Output verbatim the line with "Target: steering wheel hub" together with every line beneath it, ending at the last line of the entries.

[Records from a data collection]
□ □ □ □ □ □ □

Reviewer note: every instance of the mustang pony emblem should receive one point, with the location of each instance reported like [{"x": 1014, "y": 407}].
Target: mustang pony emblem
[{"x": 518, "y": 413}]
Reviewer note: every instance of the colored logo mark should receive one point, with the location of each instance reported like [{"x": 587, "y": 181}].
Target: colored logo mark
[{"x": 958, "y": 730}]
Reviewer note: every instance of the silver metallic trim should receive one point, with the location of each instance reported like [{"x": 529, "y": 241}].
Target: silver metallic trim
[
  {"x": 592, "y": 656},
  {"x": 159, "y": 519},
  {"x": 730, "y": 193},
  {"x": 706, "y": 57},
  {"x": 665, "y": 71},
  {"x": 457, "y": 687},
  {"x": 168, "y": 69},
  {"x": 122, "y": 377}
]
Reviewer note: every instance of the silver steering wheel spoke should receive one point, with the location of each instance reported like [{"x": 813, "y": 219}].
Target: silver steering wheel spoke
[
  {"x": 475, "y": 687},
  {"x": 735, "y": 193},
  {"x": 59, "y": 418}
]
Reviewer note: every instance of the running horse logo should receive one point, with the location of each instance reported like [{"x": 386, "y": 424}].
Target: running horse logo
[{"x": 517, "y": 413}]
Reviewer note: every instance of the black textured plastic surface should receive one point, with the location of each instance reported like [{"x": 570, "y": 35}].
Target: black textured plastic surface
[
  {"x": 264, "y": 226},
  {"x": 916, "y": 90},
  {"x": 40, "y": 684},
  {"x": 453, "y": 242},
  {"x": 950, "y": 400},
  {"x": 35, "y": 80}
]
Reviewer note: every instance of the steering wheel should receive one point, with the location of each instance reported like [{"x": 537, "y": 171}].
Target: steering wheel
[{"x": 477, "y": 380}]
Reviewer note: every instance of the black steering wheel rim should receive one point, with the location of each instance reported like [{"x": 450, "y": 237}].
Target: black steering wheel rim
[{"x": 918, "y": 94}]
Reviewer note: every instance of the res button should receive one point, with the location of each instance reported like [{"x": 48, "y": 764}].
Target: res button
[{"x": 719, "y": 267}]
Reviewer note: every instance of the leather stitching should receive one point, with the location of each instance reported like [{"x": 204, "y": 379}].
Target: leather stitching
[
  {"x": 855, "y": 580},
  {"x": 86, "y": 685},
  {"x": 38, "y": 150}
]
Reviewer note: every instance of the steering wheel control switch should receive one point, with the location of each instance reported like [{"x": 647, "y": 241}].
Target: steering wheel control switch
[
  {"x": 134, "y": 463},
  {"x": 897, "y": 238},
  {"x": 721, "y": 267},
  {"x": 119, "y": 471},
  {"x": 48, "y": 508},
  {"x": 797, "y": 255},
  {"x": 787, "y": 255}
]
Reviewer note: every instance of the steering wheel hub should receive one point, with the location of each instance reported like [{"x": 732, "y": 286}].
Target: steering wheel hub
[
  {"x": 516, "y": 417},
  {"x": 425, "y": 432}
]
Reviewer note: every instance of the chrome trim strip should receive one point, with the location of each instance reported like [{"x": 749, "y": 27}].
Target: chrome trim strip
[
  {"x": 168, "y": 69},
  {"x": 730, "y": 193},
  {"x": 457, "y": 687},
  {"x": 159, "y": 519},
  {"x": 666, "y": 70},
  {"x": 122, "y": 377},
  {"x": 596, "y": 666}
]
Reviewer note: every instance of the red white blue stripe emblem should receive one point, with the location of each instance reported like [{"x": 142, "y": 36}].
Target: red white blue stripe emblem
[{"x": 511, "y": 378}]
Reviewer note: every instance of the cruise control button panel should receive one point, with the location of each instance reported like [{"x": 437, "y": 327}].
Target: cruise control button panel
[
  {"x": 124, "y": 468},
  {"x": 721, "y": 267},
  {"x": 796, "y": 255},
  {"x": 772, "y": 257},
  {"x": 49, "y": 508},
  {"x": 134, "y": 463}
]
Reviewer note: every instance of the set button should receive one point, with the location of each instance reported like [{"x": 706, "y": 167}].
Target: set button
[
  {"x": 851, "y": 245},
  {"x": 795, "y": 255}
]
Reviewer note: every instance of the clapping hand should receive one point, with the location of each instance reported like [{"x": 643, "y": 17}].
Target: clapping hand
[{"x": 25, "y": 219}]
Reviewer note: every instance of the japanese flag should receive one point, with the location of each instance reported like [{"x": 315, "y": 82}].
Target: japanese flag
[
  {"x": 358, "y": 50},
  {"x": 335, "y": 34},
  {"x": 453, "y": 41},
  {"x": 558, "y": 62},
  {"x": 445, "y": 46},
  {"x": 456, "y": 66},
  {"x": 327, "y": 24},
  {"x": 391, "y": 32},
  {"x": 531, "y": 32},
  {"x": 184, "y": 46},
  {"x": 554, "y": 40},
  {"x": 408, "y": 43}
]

□ □ □ □ □ □ □

> _YOUR SOLUTION_:
Target: steering wheel hub
[
  {"x": 516, "y": 417},
  {"x": 425, "y": 432}
]
Reviewer note: every instance of the chrome trim strip should receive one point, with the location of each instance reported like [{"x": 749, "y": 27}].
Target: chrome trim strip
[
  {"x": 168, "y": 69},
  {"x": 730, "y": 193},
  {"x": 457, "y": 687},
  {"x": 159, "y": 519},
  {"x": 666, "y": 70},
  {"x": 122, "y": 377},
  {"x": 596, "y": 666}
]
Reviewer note: every instance of the red white blue stripe emblem should receive one point, with the location of each instance reported like [{"x": 142, "y": 36}].
Target: red white blue stripe emblem
[{"x": 511, "y": 378}]
Reviewer note: every instance of the cruise control button panel should receive one point, with the location of each instance reported like [{"x": 437, "y": 327}].
Target: cruise control button panel
[
  {"x": 124, "y": 468},
  {"x": 721, "y": 267},
  {"x": 796, "y": 255},
  {"x": 772, "y": 257},
  {"x": 49, "y": 508},
  {"x": 134, "y": 463}
]
Reviewer note: every instance of the set button should receive one point, with the location of each instance reported like [{"x": 706, "y": 167}].
Target: set button
[
  {"x": 851, "y": 245},
  {"x": 795, "y": 255}
]
Reviewer note: every instance of the clapping hand should receive one point, with the location of each instance reported like [{"x": 643, "y": 17}].
Target: clapping hand
[{"x": 25, "y": 219}]
Reviewer note: every instance of the japanese flag should receive one point, with the location of each instance reported like [{"x": 315, "y": 82}].
Target: japanese flag
[
  {"x": 358, "y": 50},
  {"x": 335, "y": 34},
  {"x": 453, "y": 41},
  {"x": 558, "y": 62},
  {"x": 445, "y": 46},
  {"x": 456, "y": 66},
  {"x": 327, "y": 24},
  {"x": 391, "y": 32},
  {"x": 531, "y": 32},
  {"x": 184, "y": 46},
  {"x": 554, "y": 40},
  {"x": 408, "y": 43}
]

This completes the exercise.